#### BRANO SCELTO:
=======
Inizio con un evergreen: Io c’ero.
Dove mai sarò andato in un’uggiosa serata di inizio novembre e precisamente il 6 novembre alle 18.00?
Ad un evento importante: la presentazione e vendita del libro di Francesco Gallina, “De perfectione”, presso Astoria Residence Hotel Parma: occasione di solidarietà perchè Francesco ha deciso di donare buona parte del ricavato ad un’associazione di aiuto agli alluvionati del quartiere Montanara e l’hotel lo ha sponsorizzato, ospitato ed ha pure offerto il buffet.
Un plauso, quindi, ai responsabili dell’hotel, che hanno fatto una scelta intelligente che ha tutto il mio apprezzamento.
Vengo al giovane autore: ho avuto l’onore di conoscerlo personalmente e questo mi ha molto emozionato.
Per un vecchio barbogio un po’ (molto) snob come il sottoscritto leggere un’opera contemporanea è già una concessione enorme, apprezzarla poi è un’eventualità da puntarci al lotto ed infine conoscerne pure l’autore… ebbene questa concatenazione di eventi fuori del comune mi è successa, nell’ultimo anno, per ben due volte: ho iniziato con Matteo Nucci (che non ho conosciuto di persona però) ed ora Francesco Gallina.
Se ci aggiungo che ho avuto modo di conoscere anche una deliziosa collega di Gabriele, di cui non faccio il nome per rispetto della privacy (non so se apprezzerebbe che si sappia dov’era ) persona oltremodo squisita e di grande acume… l’unico neo della cosa è stata la brevità perchè avrei gustato ancora per un bel po’ la compagnia di persone così gradevoli.
Ma vengo al protagonista, al quale non farò i complimenti perchè già li ho fatti in post precedenti: ho molto apprezzato la sua presentazione e tanto basti, chi non c’era s’è perso un’occasione.
Francesco immagina di fare il professore, lo ha detto pubblicamente, il che mi autorizza a esplicitare quel che da tempo pensavo: Giona Alighieri ha molto di Francesco.
La sua intelligenza, acuta, unita ad un’erudizione rara tra i giovanotti, ha saputo rivelare, celandolo, quel bivio di fronte al quale si trova.
Se guardo al futuro, lo stesso Francesco diceva che ormai “De perfectione” a due anni dall’uscita è editorialmente vecchio, considerando che il mondo editoriale è popolato di squali nè più nè meno che gli oceani (e manco sono a rischio estinzione, anzi) penso che il peggior pericolo di Francesco sia rappresentato dallo specchio (guarda caso nel romanzo anche gli specchi hanno una buona parte).
Credo che la sua tentazione possa essere proprio questa: considerare l’opera letteraria come un’immagine speculare di sè, tramite per ottenere l’approvazione, cioè l’amore del pubblico.
=======
#### LAVORO DA SVOLGERE:
Prosegui il resoconto della presentazione di “De perfectione” a partire dall'ultima frase riportata.

#### BLOCCO DATI:
=======
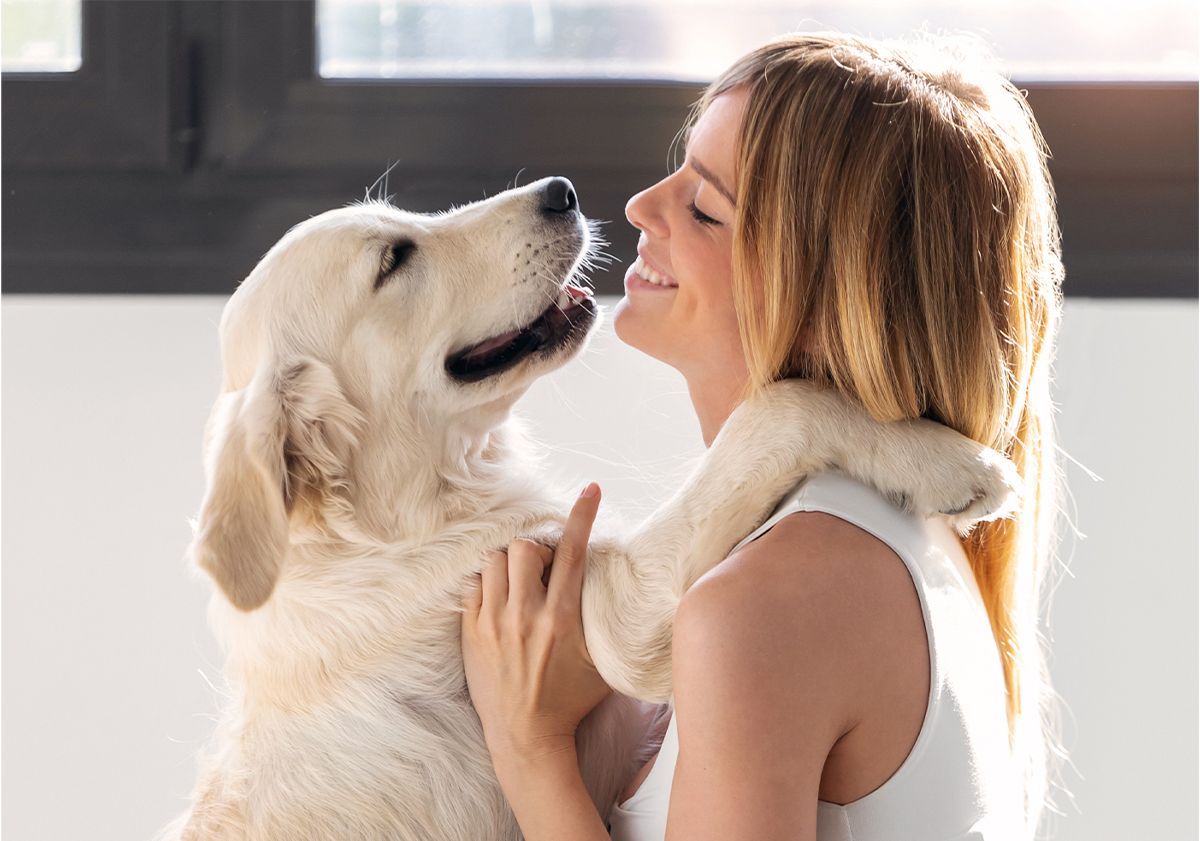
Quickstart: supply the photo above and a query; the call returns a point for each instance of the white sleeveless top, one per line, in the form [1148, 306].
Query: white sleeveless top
=======
#### RISPOSTA:
La creazione letteraria come è stato per me panciutello, tempo fa: una sorta di supplica d’amore basato su una (o più) peculiarità ritenuta individualizzante e meritevole.
Con l’effetto collaterale che, non esistendo l’amore cercato, non vi sarà mai soddisfazione ma soltanto un’angosciosa rincorsa di un irraggiungibile ideale.
L’alternativa è il pensiero del frutto: in questo modo l’opera d’arte diventa offerta di partnership, cioè di lavoro.
Passaggio di civiltà perchè traghetta dalla contemplazione del “che genio! come sei bravo!…”, sterile ed in fondo invidiosa, all’idea del guadagno, cioè l’idea che c’è qualcuno che mette a disposizione un capitale sfruttabile ed anzi meglio fruttabile.
La contemplazione è omicida (fa fuori il pensiero del follower), il lavoro è produttivo e ci sono partner.
Francesco cita nel libro Caterina Campodonico; anche oggi vi ha fatto riferimento facendomi venir voglia di capir meglio chi fosse questa genovese che riposa nel cimitero monumentale di Staglieno, all’ombra di una famosissima statua.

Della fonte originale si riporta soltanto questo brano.